● **EXTRACT PROVIDED**:
╭──

5. The effectiveness of sanctions other than dismissal
In determining whether dismissal is an appropriate sanction, the Court must consider the availability of sanctions alternative to dismissal. Poulis, 747 F.2d at 869. "When a Plaintiff fails to prosecute his action, outside of dismissal of the action, the Court cannot envision a sanction that would be appropriate." Briscoe, 538 F.3d at 262. Where an attorney has caused the delay and noncompliance in proceedings, it would not be justified to dismiss an action. Emerson, 296 F.3d at 191. However, where a Plaintiff is pro se, the Plaintiff can be held liable for his or her own noncompliance. See Briscoe, 538 F.3d at 262.
In the instant action, pro se Plaintiff caused the delay in discovery and in advancing this action. Lurwick has failed to take any steps to answer discovery, appear before this Court, or prosecute this matter. Therefore, the Court finds the most effective sanction is dismissal of the action.
6. The meritoriousness of the claim
Under Poulis, a claim has merit when the allegations in the pleadings "would support recovery by the plaintiff." Poulis, 747 F.2d at 870. "The meritoriousness factor is neutral and not dispositive." Emerson, 296 F.3d at 192. Lurwick has only made facially meritorious claims, but has not taken any steps to substantiate the allegations made in the pleadings. We note that Lehigh Valley vigorously denies that Lurwick's claims have any merit. The Court, however, is unable to ascertain whether or not Lurwick's claims may be considered meritorious based on the evidence on the record.
Conclusion
Based on a balance of the Poulis factors and based on the evidence in the record, Defendants' Motion to Dismiss for Lack of Prosecution will be granted. With respect to Lehigh Valley's request for dismissal of the action as a result of Lurwick's failure to prosecute, the motion is granted. An appropriate Order follows.

╰──

● **WHAT TO DO**: Please copy verbatim the stretch of the court's dismissal discussion from "5. The effectiveness" through "See Briscoe, 538 F.3d at 262.".

● **INFORMATION PROVIDED**:

╭──

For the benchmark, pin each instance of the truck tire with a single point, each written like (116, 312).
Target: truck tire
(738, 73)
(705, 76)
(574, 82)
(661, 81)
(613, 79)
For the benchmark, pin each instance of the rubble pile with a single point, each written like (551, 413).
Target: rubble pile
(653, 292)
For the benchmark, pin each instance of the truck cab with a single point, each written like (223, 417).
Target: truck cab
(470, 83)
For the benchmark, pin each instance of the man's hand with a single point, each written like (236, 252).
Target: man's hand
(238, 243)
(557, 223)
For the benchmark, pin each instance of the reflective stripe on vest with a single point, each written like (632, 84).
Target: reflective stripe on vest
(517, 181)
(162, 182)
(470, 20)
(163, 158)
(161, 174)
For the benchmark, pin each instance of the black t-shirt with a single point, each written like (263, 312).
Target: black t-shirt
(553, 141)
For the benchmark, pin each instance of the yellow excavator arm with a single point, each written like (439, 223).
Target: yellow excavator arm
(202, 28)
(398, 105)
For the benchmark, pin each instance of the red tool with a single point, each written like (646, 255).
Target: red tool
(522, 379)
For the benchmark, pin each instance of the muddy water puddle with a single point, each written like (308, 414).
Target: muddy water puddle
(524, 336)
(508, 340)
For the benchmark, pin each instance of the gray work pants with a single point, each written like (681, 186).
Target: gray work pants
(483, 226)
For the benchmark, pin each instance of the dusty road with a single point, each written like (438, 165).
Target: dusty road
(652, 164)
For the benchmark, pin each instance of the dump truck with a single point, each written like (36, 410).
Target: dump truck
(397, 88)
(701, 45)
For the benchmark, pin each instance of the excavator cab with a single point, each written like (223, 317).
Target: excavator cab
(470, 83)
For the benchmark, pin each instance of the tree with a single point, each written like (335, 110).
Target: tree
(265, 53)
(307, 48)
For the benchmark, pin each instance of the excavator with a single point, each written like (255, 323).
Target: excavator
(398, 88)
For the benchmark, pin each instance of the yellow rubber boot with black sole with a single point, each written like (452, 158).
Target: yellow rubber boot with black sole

╰──

● **ANSWER TO THE EXERCISE**:
5. The effectiveness of sanctions other than dismissal
In determining whether dismissal is an appropriate sanction, the Court must consider the availability of sanctions alternative to dismissal. Poulis, 747 F.2d at 869. "When a Plaintiff fails to prosecute his action, outside of dismissal of the action, the Court cannot envision a sanction that would be appropriate." Briscoe, 538 F.3d at 262. Where an attorney has caused the delay and noncompliance in proceedings, it would not be justified to dismiss an action. Emerson, 296 F.3d at 191. However, where a Plaintiff is pro se, the Plaintiff can be held liable for his or her own noncompliance. See Briscoe, 538 F.3d at 262.